*Task instructions:*
Every line below that has the word "office" counts once; report how many lines that makes, with no other words.

[Records from a data source]
-------

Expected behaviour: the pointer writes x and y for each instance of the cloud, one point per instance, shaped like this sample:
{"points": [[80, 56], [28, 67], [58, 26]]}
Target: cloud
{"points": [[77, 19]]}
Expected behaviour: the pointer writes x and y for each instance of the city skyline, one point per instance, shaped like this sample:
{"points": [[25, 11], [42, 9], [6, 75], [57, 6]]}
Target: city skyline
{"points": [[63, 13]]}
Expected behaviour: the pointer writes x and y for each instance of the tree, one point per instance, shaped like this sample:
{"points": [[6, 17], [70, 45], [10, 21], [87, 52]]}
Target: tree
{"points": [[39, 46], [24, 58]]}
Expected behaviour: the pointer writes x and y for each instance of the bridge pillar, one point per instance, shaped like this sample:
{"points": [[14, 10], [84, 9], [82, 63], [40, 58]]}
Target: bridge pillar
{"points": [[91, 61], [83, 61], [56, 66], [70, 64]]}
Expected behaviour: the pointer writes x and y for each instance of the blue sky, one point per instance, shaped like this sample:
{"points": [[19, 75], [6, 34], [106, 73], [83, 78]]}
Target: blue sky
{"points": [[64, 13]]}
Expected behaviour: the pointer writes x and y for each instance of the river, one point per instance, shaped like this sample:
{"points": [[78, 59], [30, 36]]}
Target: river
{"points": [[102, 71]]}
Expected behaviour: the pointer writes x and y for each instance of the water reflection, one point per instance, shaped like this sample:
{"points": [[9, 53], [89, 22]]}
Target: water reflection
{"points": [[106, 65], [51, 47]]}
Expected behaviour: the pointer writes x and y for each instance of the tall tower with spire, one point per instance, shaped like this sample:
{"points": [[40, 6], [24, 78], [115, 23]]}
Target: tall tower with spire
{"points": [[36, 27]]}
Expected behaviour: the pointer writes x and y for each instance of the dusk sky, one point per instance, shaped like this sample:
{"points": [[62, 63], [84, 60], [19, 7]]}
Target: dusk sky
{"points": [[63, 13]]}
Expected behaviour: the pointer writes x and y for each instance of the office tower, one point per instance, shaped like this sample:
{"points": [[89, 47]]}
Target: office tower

-------

*Answer box:*
2